### SET PROBLEM
Find each line in the rows below that contains the word "flower" and copy those lines out.

### EXERCISE MATERIALS

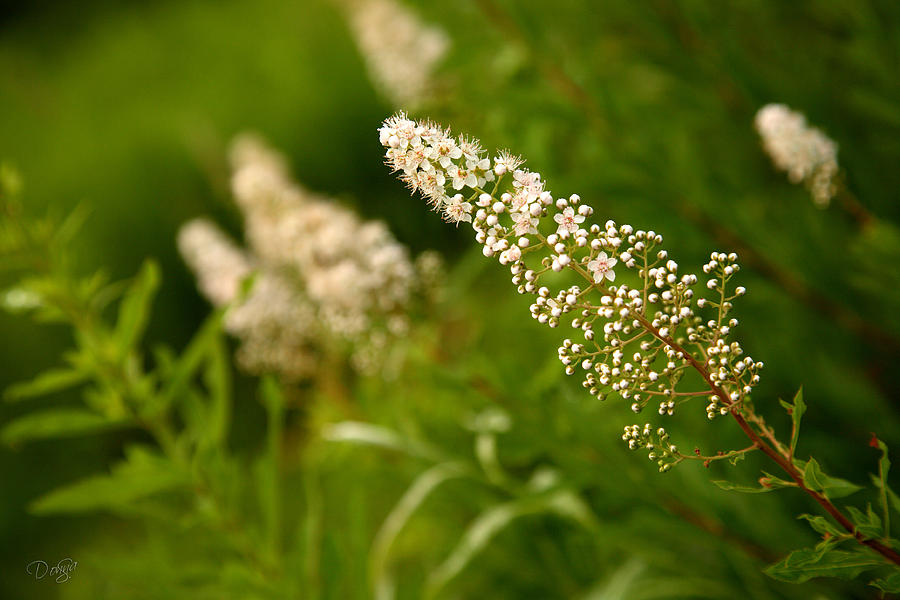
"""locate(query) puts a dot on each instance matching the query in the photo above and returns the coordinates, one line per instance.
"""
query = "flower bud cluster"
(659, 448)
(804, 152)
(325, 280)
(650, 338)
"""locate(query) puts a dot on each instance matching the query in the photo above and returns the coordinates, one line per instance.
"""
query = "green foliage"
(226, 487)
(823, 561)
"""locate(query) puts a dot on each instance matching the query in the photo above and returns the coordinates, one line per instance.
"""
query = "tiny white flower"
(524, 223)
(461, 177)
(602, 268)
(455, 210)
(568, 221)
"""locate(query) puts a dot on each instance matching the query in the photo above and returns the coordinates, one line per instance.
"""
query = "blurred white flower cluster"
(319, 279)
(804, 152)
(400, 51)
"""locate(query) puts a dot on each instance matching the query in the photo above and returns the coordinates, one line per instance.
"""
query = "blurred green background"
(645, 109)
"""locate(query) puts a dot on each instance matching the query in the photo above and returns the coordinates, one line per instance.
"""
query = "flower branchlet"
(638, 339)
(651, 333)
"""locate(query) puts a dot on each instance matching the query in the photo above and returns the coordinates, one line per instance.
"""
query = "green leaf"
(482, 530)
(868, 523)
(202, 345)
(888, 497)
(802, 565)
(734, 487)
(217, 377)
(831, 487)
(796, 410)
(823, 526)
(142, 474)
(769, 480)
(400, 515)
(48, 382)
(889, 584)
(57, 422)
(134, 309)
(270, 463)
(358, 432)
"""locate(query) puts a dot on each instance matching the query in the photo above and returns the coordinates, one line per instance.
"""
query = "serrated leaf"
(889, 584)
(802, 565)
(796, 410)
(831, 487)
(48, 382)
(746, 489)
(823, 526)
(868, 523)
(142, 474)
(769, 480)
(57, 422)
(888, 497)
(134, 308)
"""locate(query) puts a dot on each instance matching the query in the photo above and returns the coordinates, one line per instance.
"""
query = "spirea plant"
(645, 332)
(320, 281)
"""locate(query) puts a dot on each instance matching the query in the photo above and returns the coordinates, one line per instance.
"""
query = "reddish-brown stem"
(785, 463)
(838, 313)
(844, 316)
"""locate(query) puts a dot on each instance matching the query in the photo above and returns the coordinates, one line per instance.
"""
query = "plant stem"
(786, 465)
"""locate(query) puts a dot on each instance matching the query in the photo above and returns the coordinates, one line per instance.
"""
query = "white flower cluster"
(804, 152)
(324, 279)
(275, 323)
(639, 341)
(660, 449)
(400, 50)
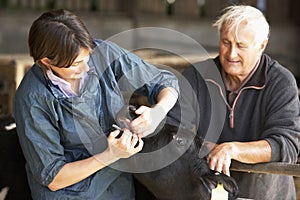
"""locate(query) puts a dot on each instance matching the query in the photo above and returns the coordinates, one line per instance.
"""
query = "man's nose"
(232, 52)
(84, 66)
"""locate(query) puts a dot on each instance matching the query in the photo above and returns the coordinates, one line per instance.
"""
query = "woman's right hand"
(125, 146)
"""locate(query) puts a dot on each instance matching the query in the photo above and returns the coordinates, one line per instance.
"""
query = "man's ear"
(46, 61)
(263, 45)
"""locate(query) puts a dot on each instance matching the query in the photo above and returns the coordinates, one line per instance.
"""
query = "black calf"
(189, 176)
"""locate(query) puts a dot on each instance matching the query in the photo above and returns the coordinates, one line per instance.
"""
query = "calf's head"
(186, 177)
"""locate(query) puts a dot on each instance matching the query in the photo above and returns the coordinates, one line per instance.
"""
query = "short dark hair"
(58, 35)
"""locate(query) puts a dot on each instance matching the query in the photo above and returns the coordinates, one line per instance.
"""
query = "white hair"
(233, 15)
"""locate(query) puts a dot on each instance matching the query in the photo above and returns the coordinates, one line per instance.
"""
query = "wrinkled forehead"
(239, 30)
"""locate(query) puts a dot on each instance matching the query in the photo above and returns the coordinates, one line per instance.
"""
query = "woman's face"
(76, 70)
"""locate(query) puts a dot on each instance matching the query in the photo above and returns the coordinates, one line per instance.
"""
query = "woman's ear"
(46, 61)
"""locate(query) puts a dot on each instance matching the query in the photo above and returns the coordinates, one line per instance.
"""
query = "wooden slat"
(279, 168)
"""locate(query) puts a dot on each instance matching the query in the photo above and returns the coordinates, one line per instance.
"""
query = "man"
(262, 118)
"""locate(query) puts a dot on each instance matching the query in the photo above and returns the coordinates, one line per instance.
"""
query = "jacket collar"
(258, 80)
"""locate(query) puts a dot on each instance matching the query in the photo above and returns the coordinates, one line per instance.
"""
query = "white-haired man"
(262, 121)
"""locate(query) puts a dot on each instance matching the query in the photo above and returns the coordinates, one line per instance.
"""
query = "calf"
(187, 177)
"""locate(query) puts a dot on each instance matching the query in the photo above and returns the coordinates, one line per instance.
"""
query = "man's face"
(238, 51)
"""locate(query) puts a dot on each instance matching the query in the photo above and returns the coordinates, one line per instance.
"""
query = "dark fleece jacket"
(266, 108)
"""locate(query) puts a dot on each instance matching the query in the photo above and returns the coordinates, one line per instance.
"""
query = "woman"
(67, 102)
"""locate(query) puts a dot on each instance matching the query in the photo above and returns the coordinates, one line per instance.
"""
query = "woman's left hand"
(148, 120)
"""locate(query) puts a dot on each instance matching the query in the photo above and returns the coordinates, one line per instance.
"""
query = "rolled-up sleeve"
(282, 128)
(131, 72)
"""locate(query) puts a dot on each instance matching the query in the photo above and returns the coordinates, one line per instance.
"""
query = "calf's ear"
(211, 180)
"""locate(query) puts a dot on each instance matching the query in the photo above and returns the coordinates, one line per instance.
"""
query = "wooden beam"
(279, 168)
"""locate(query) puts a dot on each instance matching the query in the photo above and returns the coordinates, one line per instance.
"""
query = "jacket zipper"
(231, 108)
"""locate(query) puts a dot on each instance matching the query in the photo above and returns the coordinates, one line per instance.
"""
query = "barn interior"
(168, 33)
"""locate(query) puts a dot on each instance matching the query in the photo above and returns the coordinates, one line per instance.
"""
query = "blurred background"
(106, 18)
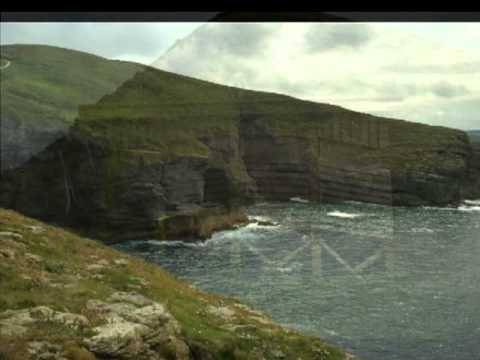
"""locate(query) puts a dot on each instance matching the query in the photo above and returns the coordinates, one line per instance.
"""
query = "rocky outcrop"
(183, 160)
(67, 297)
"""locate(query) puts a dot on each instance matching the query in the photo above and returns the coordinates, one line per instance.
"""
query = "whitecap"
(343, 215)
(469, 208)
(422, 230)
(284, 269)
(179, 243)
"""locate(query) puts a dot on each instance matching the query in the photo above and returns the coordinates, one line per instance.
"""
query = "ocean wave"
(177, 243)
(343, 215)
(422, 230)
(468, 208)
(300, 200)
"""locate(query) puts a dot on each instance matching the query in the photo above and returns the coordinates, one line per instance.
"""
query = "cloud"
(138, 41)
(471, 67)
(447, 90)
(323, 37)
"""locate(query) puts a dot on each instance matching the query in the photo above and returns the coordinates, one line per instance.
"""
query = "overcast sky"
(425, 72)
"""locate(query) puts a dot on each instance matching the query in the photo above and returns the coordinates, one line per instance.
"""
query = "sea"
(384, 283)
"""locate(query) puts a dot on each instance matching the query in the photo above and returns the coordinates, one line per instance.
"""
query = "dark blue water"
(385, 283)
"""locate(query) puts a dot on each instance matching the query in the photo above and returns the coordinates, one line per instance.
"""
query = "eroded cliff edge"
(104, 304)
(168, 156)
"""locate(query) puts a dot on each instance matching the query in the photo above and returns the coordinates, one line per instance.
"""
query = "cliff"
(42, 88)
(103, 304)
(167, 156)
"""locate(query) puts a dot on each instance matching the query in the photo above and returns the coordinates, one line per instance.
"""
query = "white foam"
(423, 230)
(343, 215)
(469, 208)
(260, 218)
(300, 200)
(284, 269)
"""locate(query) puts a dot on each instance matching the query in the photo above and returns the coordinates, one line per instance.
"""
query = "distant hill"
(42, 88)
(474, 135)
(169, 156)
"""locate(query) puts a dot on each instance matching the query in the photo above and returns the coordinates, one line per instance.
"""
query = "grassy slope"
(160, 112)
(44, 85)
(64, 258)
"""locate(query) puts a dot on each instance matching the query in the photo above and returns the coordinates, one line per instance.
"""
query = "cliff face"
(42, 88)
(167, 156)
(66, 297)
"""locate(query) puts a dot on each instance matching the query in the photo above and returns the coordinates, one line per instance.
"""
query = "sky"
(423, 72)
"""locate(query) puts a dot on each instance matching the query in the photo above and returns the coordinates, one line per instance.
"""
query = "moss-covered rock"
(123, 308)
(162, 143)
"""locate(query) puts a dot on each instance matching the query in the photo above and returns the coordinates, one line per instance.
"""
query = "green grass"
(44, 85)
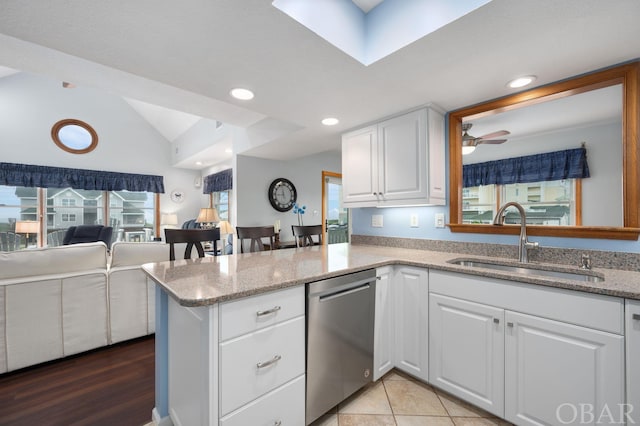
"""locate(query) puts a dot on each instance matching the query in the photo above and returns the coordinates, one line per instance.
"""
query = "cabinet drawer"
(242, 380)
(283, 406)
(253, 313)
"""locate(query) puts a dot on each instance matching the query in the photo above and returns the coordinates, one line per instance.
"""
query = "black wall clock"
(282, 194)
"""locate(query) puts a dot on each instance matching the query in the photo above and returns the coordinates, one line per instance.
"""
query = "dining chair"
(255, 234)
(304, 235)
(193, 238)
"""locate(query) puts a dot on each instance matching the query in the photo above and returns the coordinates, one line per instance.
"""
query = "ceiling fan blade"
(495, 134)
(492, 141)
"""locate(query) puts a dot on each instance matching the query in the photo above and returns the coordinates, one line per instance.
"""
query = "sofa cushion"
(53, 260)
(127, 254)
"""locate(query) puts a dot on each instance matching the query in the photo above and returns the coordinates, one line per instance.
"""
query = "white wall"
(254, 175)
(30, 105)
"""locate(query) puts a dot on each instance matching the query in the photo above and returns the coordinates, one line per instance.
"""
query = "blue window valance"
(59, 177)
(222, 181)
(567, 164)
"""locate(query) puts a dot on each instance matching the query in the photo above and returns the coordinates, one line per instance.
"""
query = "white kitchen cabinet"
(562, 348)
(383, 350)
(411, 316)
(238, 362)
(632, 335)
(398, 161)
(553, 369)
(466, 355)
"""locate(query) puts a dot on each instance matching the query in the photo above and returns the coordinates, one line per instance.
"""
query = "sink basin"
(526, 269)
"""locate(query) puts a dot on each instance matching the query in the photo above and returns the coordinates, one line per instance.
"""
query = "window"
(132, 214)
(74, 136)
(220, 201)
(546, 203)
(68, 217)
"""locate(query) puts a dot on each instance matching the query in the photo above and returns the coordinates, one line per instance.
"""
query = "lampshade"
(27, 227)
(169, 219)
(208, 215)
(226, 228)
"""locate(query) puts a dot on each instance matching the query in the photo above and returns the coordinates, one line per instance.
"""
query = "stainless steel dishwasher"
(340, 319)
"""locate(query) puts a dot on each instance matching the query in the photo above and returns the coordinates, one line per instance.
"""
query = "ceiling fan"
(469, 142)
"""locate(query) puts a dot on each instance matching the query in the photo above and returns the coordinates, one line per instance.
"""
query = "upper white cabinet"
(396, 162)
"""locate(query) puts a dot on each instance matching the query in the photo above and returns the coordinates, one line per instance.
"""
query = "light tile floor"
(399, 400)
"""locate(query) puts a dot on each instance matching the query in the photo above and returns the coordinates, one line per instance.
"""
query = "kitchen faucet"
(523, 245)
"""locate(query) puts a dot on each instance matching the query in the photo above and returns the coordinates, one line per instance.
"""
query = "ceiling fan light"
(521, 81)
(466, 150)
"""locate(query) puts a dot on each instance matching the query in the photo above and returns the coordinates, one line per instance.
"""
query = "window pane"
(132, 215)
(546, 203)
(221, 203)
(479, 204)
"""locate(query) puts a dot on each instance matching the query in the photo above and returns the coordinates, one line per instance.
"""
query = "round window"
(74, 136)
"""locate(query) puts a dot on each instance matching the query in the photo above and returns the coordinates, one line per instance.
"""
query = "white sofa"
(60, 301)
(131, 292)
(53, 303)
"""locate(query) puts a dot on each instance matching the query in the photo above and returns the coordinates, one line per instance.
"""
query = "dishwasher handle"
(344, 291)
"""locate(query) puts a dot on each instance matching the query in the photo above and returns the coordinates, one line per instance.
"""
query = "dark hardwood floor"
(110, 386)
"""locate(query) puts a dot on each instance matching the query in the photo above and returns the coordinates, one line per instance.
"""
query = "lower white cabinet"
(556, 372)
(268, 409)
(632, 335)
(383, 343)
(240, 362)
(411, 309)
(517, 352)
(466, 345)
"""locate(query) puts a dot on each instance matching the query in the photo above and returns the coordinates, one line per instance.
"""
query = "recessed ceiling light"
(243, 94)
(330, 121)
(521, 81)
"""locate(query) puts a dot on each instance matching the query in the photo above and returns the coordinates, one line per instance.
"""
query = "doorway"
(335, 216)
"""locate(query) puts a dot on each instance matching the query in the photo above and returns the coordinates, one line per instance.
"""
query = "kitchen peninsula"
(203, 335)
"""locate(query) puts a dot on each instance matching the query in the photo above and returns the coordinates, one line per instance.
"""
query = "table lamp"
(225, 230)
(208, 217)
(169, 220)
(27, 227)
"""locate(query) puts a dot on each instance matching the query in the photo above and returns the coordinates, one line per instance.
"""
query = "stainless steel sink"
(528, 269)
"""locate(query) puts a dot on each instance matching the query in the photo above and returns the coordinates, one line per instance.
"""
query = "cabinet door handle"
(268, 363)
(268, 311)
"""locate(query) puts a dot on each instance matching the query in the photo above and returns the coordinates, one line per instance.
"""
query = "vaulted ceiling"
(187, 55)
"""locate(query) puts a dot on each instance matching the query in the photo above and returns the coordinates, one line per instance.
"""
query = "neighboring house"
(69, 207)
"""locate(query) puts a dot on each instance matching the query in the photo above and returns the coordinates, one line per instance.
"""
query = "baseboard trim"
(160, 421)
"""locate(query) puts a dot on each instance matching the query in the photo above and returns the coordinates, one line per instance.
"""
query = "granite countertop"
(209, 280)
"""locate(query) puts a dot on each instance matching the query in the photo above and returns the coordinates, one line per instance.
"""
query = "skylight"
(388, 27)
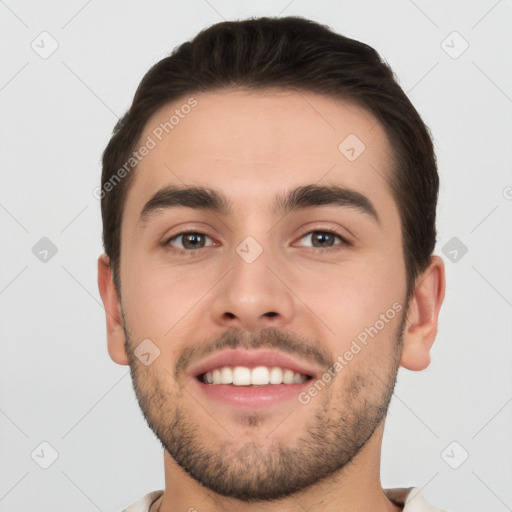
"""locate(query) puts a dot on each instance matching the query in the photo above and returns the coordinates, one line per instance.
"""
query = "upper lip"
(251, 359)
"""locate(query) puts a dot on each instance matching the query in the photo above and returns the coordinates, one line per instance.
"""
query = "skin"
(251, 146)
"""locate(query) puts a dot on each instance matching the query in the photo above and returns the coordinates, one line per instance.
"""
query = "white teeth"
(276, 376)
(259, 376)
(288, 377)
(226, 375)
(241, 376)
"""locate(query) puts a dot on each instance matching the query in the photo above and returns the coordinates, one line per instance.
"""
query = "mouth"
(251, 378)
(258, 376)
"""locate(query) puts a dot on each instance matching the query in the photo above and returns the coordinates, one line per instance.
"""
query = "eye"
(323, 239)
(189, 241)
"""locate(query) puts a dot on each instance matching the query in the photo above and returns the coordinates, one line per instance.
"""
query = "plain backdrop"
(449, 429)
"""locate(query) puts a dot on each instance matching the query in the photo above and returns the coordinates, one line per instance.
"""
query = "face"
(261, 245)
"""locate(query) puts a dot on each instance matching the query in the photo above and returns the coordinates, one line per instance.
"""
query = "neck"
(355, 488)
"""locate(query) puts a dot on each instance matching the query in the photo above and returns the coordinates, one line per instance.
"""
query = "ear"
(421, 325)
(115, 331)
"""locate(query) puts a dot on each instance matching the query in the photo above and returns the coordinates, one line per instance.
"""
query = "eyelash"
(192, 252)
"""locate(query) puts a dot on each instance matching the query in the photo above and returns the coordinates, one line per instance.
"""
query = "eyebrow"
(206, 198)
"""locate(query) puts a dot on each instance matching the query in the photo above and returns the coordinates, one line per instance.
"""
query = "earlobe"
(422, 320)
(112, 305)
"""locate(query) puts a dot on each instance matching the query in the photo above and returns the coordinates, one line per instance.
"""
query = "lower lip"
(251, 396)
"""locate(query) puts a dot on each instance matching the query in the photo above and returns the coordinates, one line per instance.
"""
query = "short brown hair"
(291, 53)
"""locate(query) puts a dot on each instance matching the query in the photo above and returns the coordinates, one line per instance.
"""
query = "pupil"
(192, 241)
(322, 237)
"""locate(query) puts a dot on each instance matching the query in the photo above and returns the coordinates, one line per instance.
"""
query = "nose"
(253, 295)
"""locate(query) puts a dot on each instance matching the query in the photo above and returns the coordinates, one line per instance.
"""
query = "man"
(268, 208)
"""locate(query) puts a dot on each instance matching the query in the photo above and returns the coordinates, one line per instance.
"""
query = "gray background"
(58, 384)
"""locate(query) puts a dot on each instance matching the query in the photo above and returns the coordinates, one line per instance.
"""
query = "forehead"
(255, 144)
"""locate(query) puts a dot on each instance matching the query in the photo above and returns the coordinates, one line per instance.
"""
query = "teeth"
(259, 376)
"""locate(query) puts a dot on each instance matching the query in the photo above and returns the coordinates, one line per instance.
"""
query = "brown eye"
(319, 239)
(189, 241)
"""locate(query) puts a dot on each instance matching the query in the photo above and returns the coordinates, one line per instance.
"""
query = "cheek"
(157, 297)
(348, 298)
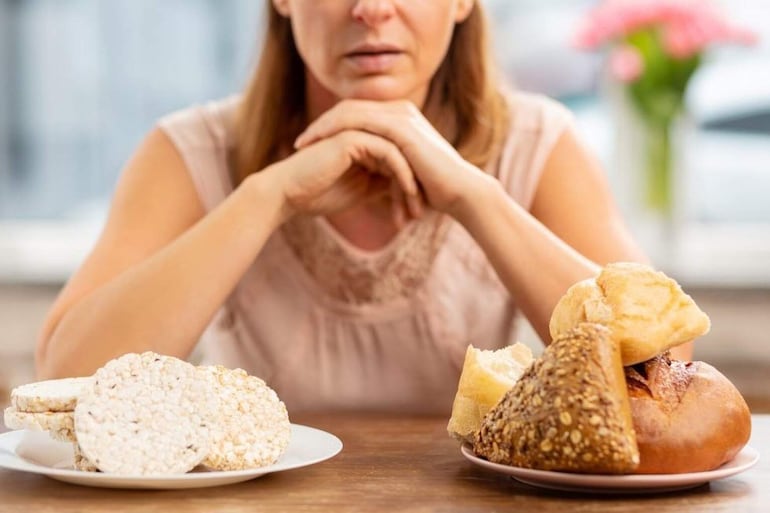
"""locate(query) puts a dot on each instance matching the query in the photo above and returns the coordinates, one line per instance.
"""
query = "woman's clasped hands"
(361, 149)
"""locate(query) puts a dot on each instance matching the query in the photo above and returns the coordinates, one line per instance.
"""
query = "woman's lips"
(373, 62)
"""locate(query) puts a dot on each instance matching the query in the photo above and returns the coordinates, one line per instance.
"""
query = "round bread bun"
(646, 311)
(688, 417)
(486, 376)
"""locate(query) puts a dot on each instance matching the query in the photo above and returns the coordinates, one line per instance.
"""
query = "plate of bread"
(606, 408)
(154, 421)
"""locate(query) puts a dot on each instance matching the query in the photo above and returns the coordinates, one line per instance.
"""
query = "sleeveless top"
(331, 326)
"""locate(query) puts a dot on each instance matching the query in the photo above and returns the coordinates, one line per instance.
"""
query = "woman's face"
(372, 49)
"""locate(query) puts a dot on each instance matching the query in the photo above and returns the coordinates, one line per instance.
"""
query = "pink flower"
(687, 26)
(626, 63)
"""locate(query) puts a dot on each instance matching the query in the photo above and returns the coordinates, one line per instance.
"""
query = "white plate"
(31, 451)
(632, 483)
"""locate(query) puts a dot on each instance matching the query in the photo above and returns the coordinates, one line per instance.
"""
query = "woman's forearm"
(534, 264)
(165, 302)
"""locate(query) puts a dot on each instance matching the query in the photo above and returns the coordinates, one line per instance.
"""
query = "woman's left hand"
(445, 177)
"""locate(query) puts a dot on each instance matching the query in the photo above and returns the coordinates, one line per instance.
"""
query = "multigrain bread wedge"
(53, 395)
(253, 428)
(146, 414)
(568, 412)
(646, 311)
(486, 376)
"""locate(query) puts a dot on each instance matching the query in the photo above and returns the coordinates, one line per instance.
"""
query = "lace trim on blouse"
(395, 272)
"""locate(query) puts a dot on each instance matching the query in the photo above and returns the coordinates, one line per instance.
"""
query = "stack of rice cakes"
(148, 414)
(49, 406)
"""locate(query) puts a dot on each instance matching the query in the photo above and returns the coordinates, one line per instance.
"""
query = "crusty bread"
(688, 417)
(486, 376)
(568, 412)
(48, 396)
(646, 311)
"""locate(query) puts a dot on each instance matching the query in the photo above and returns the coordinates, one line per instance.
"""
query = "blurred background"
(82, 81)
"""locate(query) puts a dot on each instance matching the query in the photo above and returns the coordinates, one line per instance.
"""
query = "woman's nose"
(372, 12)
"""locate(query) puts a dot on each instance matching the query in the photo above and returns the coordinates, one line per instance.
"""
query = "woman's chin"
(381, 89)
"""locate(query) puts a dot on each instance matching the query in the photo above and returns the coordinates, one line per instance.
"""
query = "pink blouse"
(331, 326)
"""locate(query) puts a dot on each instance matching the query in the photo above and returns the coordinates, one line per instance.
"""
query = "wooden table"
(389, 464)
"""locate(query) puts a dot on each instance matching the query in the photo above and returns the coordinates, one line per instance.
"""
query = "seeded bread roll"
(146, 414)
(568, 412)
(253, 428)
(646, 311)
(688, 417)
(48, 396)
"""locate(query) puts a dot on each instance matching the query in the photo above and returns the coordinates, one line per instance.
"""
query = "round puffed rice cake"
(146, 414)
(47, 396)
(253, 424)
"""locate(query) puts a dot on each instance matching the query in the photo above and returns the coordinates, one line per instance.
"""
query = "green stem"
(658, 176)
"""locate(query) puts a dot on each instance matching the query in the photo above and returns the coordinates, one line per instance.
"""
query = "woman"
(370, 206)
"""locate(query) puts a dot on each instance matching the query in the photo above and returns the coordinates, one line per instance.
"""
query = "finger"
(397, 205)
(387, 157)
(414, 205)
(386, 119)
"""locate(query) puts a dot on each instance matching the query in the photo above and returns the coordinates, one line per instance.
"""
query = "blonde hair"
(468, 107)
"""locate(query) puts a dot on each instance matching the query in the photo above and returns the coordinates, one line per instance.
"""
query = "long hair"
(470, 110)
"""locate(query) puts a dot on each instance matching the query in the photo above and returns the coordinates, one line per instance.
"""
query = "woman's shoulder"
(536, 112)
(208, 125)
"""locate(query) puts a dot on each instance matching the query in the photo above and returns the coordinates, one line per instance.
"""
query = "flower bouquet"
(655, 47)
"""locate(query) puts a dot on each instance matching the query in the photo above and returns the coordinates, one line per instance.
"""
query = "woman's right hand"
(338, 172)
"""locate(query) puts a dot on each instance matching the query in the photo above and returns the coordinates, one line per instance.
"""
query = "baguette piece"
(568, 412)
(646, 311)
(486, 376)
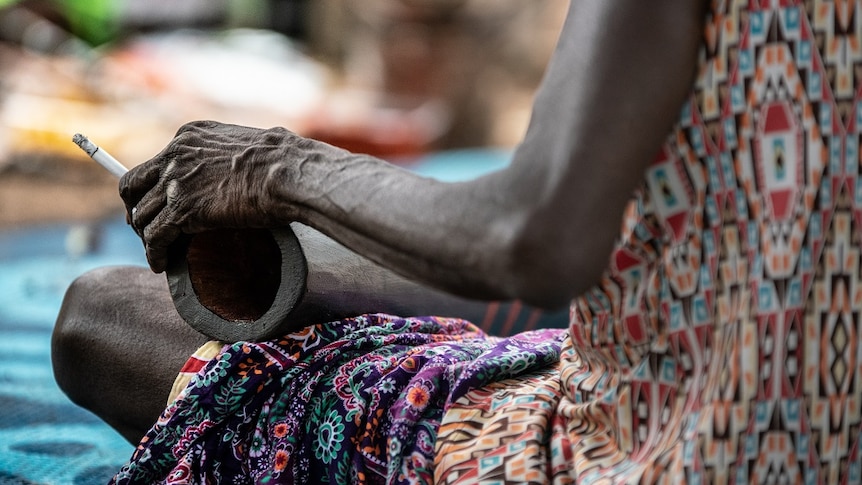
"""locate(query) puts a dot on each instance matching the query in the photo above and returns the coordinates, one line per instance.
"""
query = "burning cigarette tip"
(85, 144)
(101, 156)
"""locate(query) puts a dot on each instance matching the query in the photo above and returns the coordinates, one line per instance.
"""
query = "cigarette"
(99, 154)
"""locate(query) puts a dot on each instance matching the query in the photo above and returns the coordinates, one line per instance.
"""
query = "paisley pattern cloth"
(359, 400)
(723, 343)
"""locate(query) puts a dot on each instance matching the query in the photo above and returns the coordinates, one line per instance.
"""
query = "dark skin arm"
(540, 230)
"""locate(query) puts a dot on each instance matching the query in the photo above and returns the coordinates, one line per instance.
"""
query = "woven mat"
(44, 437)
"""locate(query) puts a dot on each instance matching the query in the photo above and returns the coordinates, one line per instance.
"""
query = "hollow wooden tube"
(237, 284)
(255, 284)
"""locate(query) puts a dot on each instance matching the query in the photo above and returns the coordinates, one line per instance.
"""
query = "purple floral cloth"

### THE ANSWER
query = "flower bud cluster"
query = "tiny white flower"
query = "blurred white flower cluster"
query = "flower branchlet"
query = "white flower cluster"
query = "pink flower"
query = "flower bouquet"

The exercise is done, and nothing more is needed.